What this task involves: Retype each line below without a single alteration.

Natural language region descriptions:
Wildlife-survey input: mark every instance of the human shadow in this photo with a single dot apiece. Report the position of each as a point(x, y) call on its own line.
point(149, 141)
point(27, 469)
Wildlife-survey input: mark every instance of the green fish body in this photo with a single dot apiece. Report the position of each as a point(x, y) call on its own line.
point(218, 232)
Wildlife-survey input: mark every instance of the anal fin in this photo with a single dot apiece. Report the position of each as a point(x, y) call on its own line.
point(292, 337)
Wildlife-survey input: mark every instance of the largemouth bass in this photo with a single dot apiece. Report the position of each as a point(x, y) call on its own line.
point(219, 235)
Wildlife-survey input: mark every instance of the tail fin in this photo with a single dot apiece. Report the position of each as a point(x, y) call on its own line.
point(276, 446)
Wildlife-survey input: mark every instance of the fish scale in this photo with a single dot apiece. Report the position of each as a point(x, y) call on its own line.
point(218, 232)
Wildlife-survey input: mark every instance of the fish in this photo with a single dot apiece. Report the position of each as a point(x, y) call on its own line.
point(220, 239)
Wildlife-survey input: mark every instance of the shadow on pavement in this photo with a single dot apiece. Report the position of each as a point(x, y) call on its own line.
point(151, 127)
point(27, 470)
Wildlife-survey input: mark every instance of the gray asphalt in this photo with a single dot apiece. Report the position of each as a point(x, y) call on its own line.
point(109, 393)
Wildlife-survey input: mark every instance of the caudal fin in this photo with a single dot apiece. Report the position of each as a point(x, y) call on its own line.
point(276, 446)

Result of the exercise:
Wildlife-survey input: mark every instance of the human shadow in this photo with a single dot apiece. Report the position of each as a point(x, y) call on its own line.
point(149, 141)
point(27, 469)
Wildlife-survey input: mark every instance of the green fish body in this photo with a single dot apiece. Report the position of each as a point(x, y) call on its own line.
point(218, 232)
Wildlife-survey input: mark every instance of the anal fin in this photo with a single dot apiece. Report the position of each as a point(x, y) call on its own line.
point(292, 337)
Wildlife-survey input: mark every instance of the largemouth bass in this photo with a single dot apiece. Report the position of each as a point(x, y) call on its own line.
point(219, 235)
Wildlife-survey input: mark every instance of the tail fin in this photo with a single dot apiece. Report the position of each as a point(x, y) call on its own line.
point(276, 446)
Wildlife-survey input: mark every instance of the fish scale in this photo with a single dot apiece. Report the position of each as a point(x, y) call on its own line.
point(218, 232)
Wildlife-survey input: mark every instance of the fish in this photo with a single dot apiece. Report the position of each as a point(x, y) call on its own line.
point(220, 239)
Wildlife-survey input: mark every instance of the shadow on pavement in this photo with a single dot apiece. Report the position of each as a point(x, y) call on its own line.
point(151, 127)
point(27, 470)
Wildlife-survey input: mark every instance of the gray asphalt in this photo with a single dot apiece. Report the position of each as a point(x, y) call on its own line.
point(109, 393)
Wildlife-survey input: mark every instance of the caudal fin in this photo with a single dot apiece. Report the position of each as a point(x, y) call on its own line.
point(276, 446)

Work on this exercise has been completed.